* _Written task_
Reproduce verbatim every line from the one that includes "[indicate] black plastic" to the closing line of the entries; omit everything before it.

## BEGIN Excerpted records

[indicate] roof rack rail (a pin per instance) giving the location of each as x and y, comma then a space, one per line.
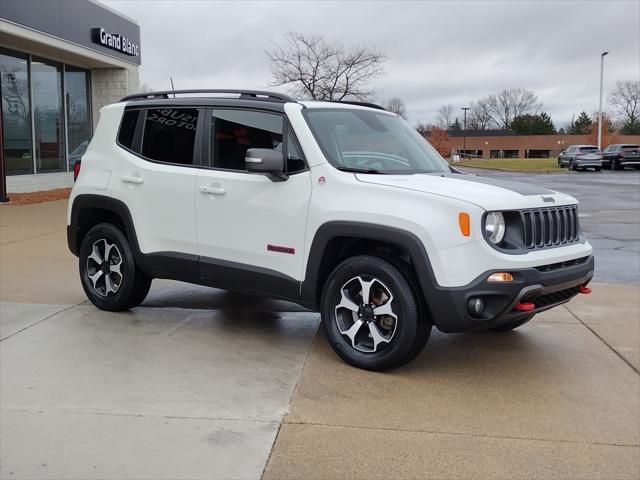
242, 95
361, 104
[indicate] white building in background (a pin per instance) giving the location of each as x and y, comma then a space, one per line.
60, 62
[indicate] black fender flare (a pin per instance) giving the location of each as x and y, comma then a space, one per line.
157, 264
402, 238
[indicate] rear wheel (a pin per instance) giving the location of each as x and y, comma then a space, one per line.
109, 275
512, 325
372, 315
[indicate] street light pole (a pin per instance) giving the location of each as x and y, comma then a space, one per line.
602, 55
464, 128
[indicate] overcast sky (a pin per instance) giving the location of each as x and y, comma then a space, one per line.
438, 52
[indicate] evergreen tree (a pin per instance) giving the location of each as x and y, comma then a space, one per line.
528, 124
582, 126
455, 126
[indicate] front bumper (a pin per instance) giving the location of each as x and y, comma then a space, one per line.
545, 286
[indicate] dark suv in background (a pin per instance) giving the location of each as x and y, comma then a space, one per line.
581, 157
618, 156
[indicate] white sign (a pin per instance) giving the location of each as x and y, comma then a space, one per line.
115, 41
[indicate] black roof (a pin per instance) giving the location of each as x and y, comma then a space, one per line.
221, 97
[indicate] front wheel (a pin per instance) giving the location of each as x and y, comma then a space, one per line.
371, 314
108, 272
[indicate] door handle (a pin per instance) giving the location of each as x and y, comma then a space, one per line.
132, 179
213, 190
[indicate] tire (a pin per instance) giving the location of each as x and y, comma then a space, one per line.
107, 287
512, 325
359, 336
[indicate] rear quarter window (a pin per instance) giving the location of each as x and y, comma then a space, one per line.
128, 128
169, 135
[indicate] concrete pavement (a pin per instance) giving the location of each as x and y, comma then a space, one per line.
198, 383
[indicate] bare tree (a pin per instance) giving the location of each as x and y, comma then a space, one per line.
507, 104
480, 115
397, 106
625, 100
313, 67
445, 119
423, 126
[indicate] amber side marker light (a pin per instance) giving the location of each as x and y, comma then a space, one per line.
465, 223
500, 277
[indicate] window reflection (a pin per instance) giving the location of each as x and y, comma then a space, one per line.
76, 84
16, 119
46, 79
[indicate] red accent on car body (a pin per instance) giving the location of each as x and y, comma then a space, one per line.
281, 249
76, 170
525, 306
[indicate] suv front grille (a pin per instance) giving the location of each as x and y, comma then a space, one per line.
548, 227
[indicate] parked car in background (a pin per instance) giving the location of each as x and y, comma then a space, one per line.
620, 155
581, 157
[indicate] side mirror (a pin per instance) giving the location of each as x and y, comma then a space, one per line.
267, 162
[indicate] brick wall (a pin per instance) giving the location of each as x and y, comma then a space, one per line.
522, 143
109, 85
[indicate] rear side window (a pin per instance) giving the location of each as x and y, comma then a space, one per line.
128, 128
169, 135
233, 132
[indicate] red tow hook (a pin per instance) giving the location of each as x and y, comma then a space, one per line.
525, 306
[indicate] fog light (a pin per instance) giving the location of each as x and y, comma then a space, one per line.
475, 306
500, 277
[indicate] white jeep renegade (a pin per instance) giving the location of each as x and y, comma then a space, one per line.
340, 207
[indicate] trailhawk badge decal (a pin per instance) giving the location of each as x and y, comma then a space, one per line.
281, 249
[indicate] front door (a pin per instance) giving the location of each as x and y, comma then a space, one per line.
251, 230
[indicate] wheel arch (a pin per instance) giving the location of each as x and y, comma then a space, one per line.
333, 242
89, 210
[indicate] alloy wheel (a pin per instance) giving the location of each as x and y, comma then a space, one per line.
104, 267
365, 314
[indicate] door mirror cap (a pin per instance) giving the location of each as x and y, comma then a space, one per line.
267, 162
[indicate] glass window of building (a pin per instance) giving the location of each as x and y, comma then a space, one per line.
76, 84
48, 120
16, 118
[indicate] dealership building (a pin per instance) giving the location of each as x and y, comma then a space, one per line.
60, 62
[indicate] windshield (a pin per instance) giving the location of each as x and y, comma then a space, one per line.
372, 142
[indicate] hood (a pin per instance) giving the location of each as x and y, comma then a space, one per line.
487, 193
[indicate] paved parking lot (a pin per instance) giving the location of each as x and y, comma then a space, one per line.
200, 383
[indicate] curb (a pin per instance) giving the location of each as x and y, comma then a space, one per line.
454, 165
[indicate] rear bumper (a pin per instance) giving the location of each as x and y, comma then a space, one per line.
546, 287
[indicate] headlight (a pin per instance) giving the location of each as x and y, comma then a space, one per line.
494, 227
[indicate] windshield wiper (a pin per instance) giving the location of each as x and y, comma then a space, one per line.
359, 170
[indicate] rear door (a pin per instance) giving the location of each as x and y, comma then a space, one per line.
156, 181
251, 230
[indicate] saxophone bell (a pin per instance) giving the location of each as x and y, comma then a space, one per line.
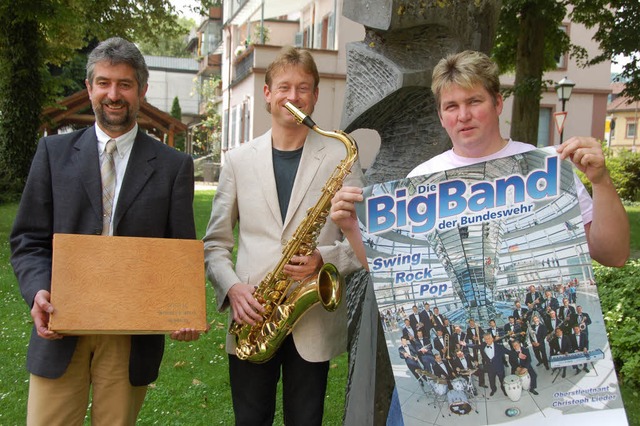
284, 299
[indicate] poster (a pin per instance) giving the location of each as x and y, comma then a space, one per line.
495, 248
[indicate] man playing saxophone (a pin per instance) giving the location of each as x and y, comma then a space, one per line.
266, 187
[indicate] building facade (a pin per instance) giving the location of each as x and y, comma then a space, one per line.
255, 30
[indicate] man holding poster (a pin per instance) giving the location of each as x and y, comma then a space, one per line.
466, 87
483, 252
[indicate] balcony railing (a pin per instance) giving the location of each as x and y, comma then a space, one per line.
243, 65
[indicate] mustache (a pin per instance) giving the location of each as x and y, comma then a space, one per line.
115, 103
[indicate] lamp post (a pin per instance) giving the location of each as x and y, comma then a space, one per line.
564, 88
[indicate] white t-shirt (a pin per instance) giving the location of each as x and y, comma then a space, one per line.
450, 160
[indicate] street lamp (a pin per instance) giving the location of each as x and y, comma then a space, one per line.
564, 88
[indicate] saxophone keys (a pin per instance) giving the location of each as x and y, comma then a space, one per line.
283, 312
269, 329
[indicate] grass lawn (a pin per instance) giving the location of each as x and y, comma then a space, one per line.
193, 388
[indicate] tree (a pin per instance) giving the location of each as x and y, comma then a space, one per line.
171, 46
207, 134
617, 25
176, 112
38, 34
530, 39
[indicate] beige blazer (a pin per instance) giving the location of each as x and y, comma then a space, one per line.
247, 196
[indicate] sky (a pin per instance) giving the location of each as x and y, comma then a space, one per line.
183, 6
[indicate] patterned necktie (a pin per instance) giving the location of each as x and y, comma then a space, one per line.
108, 174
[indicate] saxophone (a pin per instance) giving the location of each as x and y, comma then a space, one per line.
284, 302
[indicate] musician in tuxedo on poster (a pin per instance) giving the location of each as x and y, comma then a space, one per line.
439, 342
519, 313
579, 343
550, 303
519, 357
407, 330
560, 345
423, 347
463, 362
493, 329
537, 336
448, 327
493, 355
426, 318
583, 319
414, 320
410, 356
533, 296
474, 338
458, 339
551, 321
513, 330
566, 313
438, 320
443, 369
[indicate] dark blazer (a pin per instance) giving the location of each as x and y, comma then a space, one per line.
425, 319
63, 194
495, 364
563, 348
440, 372
569, 320
541, 332
515, 361
456, 364
584, 342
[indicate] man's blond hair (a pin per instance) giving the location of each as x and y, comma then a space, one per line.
465, 69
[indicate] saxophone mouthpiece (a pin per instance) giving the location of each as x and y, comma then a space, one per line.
300, 116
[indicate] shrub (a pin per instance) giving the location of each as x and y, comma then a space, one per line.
618, 289
624, 168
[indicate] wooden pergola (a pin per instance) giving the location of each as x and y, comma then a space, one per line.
76, 110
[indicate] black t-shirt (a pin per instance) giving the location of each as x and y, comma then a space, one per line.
285, 167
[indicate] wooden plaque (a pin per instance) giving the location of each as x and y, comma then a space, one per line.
126, 285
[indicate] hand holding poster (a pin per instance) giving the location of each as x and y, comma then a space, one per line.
483, 280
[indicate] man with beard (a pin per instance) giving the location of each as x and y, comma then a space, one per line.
108, 179
266, 188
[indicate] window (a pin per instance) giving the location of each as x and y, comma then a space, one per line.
561, 60
544, 127
631, 129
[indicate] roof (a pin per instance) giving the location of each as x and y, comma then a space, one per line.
76, 109
171, 63
621, 104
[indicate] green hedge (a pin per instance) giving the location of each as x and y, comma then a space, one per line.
619, 290
624, 168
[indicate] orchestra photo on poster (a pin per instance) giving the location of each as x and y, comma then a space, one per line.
484, 285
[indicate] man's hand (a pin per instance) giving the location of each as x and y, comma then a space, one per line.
343, 208
40, 312
246, 308
586, 153
301, 267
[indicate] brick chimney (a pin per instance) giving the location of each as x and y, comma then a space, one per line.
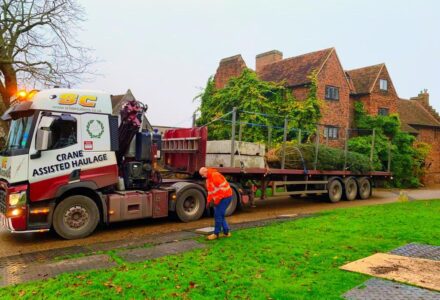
229, 67
267, 58
423, 99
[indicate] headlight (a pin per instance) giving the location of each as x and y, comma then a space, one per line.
17, 198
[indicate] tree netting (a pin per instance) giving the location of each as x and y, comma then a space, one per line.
298, 156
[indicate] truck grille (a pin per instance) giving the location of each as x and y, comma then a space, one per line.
2, 202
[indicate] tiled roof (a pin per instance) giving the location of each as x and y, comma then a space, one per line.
407, 128
295, 70
413, 113
363, 79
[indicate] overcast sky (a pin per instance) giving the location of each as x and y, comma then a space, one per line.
165, 51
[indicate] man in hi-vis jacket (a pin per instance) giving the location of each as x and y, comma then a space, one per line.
219, 193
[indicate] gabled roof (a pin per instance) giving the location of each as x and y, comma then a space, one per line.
363, 79
295, 70
413, 113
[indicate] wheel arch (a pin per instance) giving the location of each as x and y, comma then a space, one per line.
181, 187
86, 190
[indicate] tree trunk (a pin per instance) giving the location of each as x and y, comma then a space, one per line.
7, 90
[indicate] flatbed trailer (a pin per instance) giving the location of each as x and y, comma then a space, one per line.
70, 164
185, 151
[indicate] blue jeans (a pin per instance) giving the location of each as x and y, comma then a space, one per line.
219, 216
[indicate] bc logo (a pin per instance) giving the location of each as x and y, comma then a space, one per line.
71, 99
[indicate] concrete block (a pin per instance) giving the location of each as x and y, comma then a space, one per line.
224, 160
244, 148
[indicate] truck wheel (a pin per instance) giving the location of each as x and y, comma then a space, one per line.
364, 188
350, 189
334, 190
76, 217
190, 205
233, 205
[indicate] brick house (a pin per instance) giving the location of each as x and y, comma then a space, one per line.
340, 89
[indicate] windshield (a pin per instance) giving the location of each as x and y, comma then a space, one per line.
19, 134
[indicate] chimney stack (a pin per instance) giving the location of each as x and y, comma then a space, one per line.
266, 58
422, 97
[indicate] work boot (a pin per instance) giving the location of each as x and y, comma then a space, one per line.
212, 237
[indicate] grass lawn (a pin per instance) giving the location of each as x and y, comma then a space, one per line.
291, 260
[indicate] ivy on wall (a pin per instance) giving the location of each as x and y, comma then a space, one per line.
271, 103
407, 155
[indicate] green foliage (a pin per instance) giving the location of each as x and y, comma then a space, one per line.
258, 263
272, 101
298, 155
407, 156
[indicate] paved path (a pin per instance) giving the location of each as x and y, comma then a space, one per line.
27, 243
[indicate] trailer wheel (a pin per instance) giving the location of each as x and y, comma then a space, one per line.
334, 190
233, 205
76, 217
190, 205
364, 188
350, 189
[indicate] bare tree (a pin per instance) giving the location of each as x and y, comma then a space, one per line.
38, 45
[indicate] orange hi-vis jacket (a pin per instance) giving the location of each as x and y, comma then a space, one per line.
217, 186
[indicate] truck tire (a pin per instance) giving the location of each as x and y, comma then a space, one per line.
364, 188
334, 188
350, 189
76, 217
233, 205
190, 205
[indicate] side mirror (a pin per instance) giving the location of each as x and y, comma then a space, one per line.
43, 140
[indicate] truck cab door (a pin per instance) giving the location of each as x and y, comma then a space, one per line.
55, 137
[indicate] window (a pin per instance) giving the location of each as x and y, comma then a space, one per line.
63, 132
331, 92
19, 133
383, 85
383, 111
331, 132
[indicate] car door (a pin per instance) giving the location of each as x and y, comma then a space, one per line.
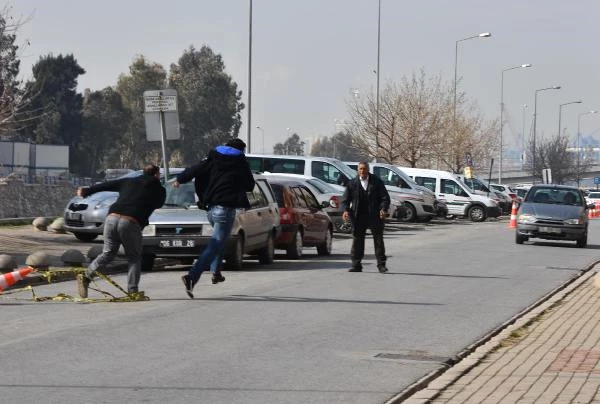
455, 196
256, 219
315, 220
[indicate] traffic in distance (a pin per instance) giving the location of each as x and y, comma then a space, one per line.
296, 203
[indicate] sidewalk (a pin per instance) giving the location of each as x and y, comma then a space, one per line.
551, 354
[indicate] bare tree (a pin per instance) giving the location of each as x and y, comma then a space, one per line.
553, 153
15, 99
415, 126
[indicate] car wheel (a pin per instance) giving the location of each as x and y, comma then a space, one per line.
410, 215
325, 247
294, 250
236, 259
148, 262
476, 213
582, 242
267, 253
85, 236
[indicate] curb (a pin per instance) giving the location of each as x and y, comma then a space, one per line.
431, 385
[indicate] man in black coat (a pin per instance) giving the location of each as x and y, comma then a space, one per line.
366, 202
138, 198
221, 182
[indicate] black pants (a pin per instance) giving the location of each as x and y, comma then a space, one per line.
358, 243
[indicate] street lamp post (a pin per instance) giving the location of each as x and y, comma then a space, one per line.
482, 35
535, 124
560, 111
578, 136
524, 107
249, 145
263, 137
378, 63
502, 113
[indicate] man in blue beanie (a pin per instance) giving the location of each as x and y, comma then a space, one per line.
221, 182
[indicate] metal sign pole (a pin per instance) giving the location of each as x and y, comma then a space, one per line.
163, 135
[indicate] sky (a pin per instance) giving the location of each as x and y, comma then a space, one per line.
309, 57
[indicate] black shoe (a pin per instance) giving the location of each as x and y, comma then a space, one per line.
83, 282
189, 285
218, 277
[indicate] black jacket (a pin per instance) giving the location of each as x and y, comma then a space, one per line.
138, 196
223, 178
377, 195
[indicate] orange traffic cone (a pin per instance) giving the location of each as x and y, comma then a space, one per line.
513, 216
11, 278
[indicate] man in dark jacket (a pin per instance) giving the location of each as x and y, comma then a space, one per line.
221, 182
366, 202
138, 198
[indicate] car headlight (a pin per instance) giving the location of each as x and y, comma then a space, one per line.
525, 218
105, 203
149, 230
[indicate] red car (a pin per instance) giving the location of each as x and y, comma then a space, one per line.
303, 221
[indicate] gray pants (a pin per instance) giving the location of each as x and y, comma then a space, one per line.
116, 232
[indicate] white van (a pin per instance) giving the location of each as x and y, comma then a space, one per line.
459, 198
330, 170
419, 201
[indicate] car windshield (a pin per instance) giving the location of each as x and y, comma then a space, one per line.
183, 196
558, 196
322, 186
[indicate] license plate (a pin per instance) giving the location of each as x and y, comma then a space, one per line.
550, 230
176, 243
73, 216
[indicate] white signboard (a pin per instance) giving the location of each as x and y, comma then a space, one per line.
157, 103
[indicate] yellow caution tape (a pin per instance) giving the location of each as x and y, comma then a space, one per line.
51, 275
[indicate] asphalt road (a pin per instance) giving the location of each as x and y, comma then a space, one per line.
293, 332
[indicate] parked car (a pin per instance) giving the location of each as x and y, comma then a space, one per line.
303, 221
328, 196
593, 198
181, 230
460, 199
481, 187
553, 212
84, 217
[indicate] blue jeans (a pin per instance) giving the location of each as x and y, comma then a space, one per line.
116, 232
221, 219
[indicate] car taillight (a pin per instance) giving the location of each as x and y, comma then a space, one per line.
285, 216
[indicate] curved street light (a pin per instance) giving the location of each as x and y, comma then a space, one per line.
263, 137
482, 35
535, 124
578, 136
502, 113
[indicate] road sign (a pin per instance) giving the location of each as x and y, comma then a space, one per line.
158, 103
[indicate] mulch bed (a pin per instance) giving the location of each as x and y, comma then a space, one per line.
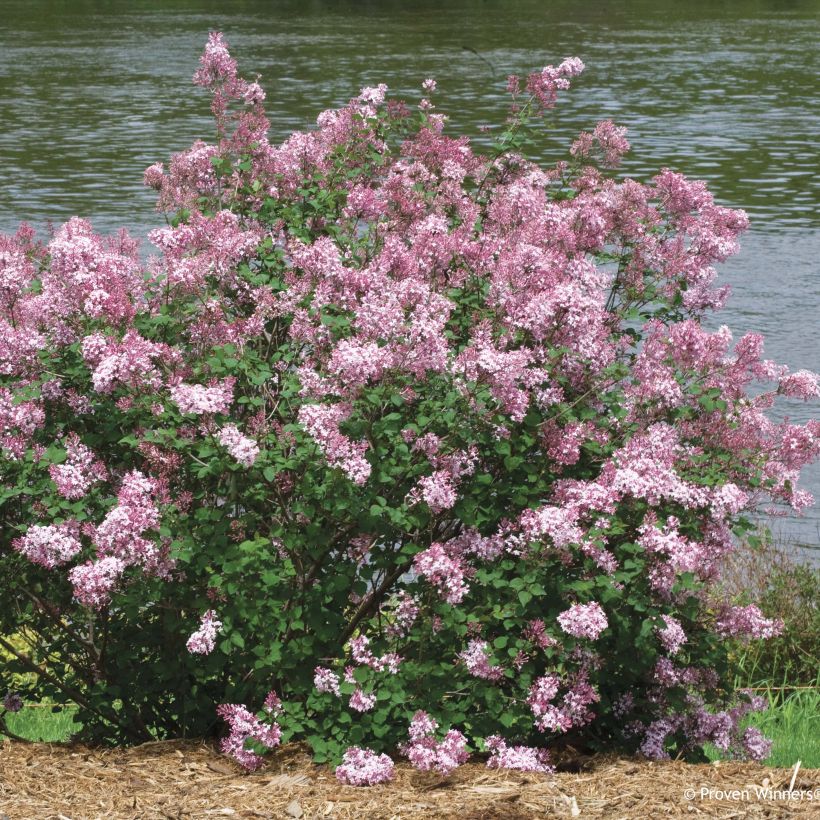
191, 780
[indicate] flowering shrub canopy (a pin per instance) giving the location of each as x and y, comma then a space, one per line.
430, 443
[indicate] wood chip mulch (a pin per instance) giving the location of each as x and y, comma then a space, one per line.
185, 780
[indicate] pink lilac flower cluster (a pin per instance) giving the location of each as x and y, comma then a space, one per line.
362, 767
203, 640
51, 545
444, 572
243, 727
699, 725
404, 615
441, 273
326, 680
94, 581
426, 753
81, 469
573, 709
243, 449
583, 621
545, 84
520, 758
671, 634
198, 399
475, 658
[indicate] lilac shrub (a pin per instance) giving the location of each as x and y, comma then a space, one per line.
429, 443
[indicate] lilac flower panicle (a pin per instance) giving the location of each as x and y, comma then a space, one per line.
362, 767
203, 641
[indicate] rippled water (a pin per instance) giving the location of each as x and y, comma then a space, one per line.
92, 93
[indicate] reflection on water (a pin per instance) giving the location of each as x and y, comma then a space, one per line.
91, 93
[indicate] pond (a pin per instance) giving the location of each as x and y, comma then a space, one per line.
93, 92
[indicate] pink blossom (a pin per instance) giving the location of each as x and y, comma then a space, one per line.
404, 615
362, 701
325, 680
545, 85
801, 384
446, 573
81, 469
245, 726
427, 754
362, 767
671, 634
203, 641
242, 448
94, 581
475, 658
50, 545
197, 399
520, 758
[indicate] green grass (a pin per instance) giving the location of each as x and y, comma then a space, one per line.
41, 724
792, 722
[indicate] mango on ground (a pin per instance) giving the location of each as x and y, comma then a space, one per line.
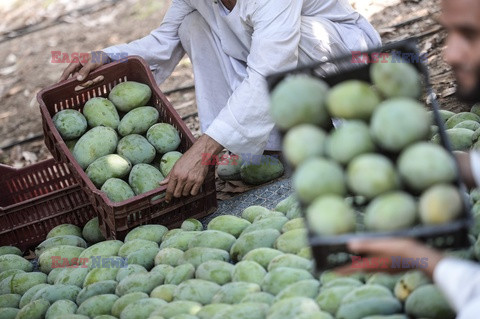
129, 95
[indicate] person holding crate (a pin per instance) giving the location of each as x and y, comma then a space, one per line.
458, 279
233, 45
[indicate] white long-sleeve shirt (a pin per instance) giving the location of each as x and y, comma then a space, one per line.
267, 36
459, 279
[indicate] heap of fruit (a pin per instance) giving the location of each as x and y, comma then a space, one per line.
380, 152
463, 129
256, 266
119, 142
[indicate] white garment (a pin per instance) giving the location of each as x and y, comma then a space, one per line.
459, 281
243, 46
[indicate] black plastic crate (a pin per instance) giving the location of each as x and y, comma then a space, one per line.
331, 251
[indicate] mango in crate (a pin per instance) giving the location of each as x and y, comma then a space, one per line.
317, 177
352, 99
144, 178
106, 167
423, 165
100, 111
398, 123
461, 139
138, 120
396, 78
136, 149
300, 99
372, 174
97, 142
460, 117
129, 95
117, 190
351, 139
302, 142
71, 124
164, 137
168, 161
391, 211
440, 204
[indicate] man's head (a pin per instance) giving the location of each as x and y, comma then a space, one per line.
461, 18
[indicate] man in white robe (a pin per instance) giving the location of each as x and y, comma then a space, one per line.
233, 46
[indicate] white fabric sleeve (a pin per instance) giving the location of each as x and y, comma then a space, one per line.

## END Excerpted records

* _Problem solution_
[indicate] black plastic crate (a pin per instance) giving the location of each as x and y, comma then a space, one per line.
331, 251
[indicate] mango in crate (a pin per instance) giving the location of each as x and y, comma then a space, one per line.
317, 177
352, 99
144, 178
106, 167
423, 165
100, 111
398, 123
461, 139
138, 120
396, 78
136, 149
300, 99
372, 174
97, 142
460, 117
129, 95
117, 190
351, 139
302, 142
71, 124
164, 137
168, 161
391, 211
440, 204
[indicate] man's head (a pin per instance) giving the location of each as x and y, comma then a space, one per line.
461, 18
[indicate] man in white robe (a pin per instance) giving the location of each as x and y, comma then a space, one per line.
233, 46
[indicate] white fabric sleeve (a pin per instance) giving the location of each as x and y, comma then a space, one per line.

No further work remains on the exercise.